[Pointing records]
____________

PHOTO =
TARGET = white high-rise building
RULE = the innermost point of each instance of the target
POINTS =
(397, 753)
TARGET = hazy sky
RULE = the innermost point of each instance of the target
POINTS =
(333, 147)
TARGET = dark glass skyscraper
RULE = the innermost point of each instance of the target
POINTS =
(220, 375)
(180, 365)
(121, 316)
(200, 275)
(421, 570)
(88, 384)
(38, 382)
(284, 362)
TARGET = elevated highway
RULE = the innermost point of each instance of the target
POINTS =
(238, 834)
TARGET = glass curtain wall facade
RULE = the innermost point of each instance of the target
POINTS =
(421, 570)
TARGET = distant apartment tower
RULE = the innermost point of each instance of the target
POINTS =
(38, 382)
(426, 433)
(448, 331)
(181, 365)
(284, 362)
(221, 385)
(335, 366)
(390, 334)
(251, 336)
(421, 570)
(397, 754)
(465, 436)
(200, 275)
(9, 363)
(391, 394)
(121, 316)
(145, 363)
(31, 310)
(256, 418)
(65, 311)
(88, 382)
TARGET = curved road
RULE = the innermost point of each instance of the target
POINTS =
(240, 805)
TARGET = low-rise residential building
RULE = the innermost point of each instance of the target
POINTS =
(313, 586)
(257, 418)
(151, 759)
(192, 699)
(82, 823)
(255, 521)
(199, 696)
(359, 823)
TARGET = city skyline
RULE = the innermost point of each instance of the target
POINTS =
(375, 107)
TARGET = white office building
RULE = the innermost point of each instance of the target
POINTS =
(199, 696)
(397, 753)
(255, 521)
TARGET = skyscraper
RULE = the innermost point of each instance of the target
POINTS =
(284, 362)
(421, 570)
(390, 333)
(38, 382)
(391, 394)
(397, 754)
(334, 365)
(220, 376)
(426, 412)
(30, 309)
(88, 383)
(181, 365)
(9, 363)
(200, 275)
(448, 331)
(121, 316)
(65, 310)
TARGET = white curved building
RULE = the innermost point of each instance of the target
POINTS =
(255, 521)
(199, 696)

____________

• Exercise: Starting with the line containing "TARGET = skyscraper" and going on through the end of the entries, write those lines out again, requests included, adding 113 to every coordinate in the answers.

• Response to the task:
TARGET = skyscraper
RULE = the innermost point of each instance of the target
POINTS =
(397, 475)
(534, 683)
(503, 446)
(151, 495)
(504, 507)
(510, 867)
(447, 478)
(333, 489)
(539, 525)
(143, 422)
(201, 496)
(294, 478)
(122, 476)
(313, 388)
(561, 444)
(234, 429)
(178, 423)
TARGET = white curved building
RULE = the innermost point of each instance of the target
POINTS =
(368, 634)
(312, 809)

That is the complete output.